Task details: Look for "Provide the location of each instance of the blue" in the records below, then copy that line and every line after it, exactly and with nothing added.

** START OF Records to process **

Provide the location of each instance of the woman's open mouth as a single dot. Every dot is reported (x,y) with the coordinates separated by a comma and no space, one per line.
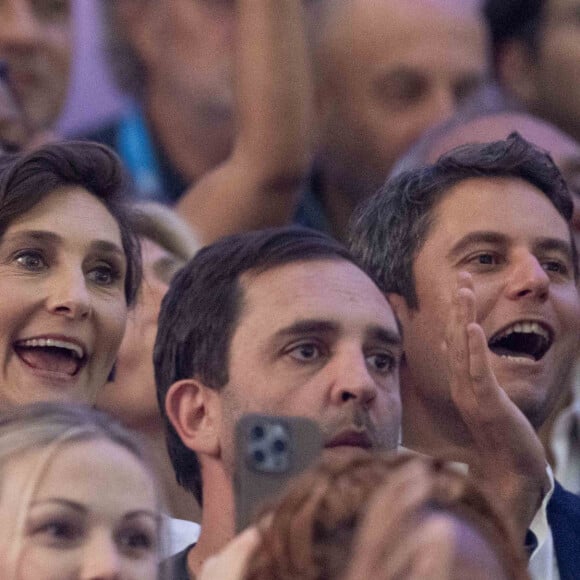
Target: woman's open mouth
(51,355)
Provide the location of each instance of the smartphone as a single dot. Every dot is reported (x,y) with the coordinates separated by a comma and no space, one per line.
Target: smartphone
(270,451)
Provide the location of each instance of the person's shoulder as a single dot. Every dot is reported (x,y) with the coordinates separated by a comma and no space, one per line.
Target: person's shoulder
(564,520)
(565,501)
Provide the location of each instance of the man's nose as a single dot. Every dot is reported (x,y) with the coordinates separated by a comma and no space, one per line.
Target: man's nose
(352,380)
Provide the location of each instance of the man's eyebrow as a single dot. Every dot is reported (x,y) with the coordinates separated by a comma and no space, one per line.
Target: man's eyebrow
(385,335)
(62,502)
(554,245)
(307,326)
(478,237)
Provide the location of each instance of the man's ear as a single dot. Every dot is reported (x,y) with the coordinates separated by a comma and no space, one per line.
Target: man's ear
(194,411)
(516,70)
(399,306)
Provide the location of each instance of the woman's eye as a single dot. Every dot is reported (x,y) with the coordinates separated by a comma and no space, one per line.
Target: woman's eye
(33,261)
(137,541)
(104,275)
(58,532)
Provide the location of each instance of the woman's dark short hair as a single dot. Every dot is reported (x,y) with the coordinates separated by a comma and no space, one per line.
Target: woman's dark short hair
(390,228)
(201,310)
(27,178)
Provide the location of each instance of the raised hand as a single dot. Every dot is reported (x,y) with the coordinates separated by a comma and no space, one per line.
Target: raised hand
(508,458)
(231,562)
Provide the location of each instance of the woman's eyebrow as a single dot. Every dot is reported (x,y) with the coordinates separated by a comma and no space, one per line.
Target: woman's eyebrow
(60,501)
(33,235)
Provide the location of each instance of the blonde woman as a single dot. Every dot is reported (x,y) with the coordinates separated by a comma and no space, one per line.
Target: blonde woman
(78,499)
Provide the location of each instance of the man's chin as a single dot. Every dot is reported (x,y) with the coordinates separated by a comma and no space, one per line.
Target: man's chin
(346,452)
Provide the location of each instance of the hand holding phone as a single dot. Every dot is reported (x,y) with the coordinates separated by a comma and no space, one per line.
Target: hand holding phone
(270,451)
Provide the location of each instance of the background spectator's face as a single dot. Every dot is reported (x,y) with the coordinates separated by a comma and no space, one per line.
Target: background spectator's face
(132,396)
(35,40)
(315,339)
(518,278)
(564,150)
(94,515)
(63,307)
(186,47)
(390,69)
(554,70)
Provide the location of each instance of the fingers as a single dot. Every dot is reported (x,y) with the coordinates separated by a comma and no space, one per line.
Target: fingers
(456,351)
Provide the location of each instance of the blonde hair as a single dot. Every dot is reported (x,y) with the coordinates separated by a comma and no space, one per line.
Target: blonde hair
(45,429)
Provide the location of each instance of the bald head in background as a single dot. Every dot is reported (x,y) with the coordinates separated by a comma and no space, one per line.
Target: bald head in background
(387,70)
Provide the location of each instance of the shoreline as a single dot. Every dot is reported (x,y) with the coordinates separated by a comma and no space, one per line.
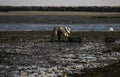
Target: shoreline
(60,17)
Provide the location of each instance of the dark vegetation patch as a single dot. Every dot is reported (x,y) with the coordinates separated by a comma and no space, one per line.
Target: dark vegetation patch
(13,36)
(62,8)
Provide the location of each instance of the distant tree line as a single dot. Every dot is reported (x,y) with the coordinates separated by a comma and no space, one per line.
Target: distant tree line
(61,8)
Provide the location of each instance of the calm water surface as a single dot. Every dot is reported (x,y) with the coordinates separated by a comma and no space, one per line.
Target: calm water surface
(49,27)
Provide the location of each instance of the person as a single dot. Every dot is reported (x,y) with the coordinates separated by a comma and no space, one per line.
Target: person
(60,31)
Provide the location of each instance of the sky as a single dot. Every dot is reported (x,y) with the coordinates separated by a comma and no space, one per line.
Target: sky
(60,2)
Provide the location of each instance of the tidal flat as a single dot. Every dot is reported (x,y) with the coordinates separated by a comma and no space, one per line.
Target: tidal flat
(31,54)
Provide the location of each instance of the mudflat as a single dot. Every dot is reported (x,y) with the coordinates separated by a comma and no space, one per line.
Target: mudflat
(52,17)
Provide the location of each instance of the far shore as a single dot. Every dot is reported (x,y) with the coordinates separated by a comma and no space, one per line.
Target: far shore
(52,17)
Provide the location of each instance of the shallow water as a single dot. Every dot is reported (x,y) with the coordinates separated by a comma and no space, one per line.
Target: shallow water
(48,27)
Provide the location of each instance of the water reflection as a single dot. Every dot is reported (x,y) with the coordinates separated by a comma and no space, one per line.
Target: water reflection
(49,27)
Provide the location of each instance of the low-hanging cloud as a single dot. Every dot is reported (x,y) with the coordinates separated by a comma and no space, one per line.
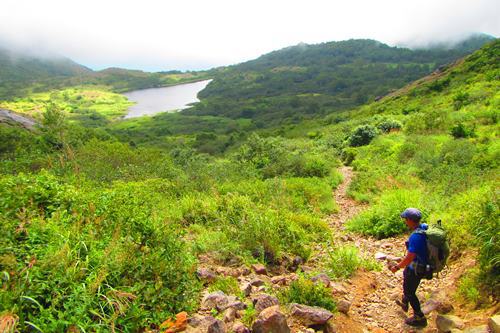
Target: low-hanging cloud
(190,34)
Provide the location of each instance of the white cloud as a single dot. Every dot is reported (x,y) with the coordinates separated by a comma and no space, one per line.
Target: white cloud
(191,34)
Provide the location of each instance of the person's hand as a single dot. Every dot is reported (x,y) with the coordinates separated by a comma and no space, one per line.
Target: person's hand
(393,267)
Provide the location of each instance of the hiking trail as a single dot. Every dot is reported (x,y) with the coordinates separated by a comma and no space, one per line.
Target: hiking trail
(373,294)
(370,294)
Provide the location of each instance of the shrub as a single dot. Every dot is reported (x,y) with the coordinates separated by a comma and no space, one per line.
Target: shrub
(389,125)
(227,284)
(382,219)
(305,291)
(468,287)
(345,260)
(462,131)
(362,135)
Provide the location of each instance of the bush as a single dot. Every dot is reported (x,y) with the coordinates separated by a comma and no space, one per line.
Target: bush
(90,257)
(304,291)
(345,261)
(383,218)
(462,131)
(468,287)
(389,125)
(362,135)
(227,284)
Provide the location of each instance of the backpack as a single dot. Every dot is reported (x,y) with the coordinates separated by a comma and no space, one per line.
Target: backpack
(438,247)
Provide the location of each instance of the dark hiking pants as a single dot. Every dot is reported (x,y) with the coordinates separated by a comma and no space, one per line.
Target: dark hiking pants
(410,285)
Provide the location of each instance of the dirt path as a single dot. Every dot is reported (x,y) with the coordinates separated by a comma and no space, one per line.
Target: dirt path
(372,294)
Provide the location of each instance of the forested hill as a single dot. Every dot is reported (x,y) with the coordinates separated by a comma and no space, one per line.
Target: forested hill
(321,78)
(23,73)
(17,66)
(100,234)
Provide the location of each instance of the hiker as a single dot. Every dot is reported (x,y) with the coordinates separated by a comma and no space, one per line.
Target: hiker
(414,265)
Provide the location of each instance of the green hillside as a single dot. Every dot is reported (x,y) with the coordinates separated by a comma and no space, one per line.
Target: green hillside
(22,74)
(101,235)
(306,81)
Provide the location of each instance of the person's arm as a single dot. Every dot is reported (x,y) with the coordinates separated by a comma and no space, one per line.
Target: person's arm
(405,262)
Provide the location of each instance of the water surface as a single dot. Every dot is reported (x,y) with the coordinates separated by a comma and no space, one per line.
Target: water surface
(166,99)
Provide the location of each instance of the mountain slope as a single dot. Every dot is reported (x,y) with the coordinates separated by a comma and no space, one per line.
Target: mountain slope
(304,81)
(21,67)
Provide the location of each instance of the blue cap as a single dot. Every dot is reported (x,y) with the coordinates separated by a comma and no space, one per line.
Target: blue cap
(412,214)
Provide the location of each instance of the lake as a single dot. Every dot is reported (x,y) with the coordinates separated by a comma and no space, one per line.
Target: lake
(166,99)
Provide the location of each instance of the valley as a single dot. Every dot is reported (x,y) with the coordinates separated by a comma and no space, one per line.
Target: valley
(283,185)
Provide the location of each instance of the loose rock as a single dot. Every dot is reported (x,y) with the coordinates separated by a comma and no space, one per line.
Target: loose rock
(240,328)
(271,320)
(229,315)
(445,323)
(216,327)
(330,326)
(494,324)
(246,289)
(323,278)
(257,282)
(344,306)
(206,274)
(259,269)
(478,329)
(216,300)
(279,280)
(310,315)
(264,301)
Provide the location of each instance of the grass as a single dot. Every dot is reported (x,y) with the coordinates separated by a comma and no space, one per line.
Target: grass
(307,292)
(345,261)
(227,284)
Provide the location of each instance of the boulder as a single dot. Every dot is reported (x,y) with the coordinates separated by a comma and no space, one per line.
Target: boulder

** END OF Records to process **

Worked answer:
Provide the location of each instance of the blue cap as a single dot. Every dot is reported (x,y) with the coordinates separated by a comma and no space, one per line.
Target: blue cap
(412,214)
Provide the location of each instance of the lake as a single dot. Every dot is reported (x,y) with the coordinates separated by a comma and no space, one per line.
Target: lake
(166,99)
Provide the location of each instance of the valley as a single dot. Every dot is reported (x,y) with the coordinates separated by a comma and no space, one per line.
Target: valley
(283,185)
Provide the location of each instance of the loose rock as a single dot. Every dot is reported (x,y) with the coordinates separated by a comma and no space, one per line.
Target: loose rock
(240,328)
(271,320)
(229,315)
(445,323)
(216,327)
(330,326)
(494,324)
(246,289)
(323,278)
(257,282)
(344,306)
(206,274)
(259,269)
(478,329)
(216,300)
(279,280)
(310,315)
(264,301)
Provide the location of each instance of the grass as a single dot. Every dot is reported (x,y) with the coordinates separated by a comma and no space, one per line.
Target: grass
(307,292)
(345,261)
(227,284)
Provide the location of each instance of the boulder as a single dot. Every dot is reported (x,y) with the coordinates separated by a comma and no space, one per line.
Target: boulder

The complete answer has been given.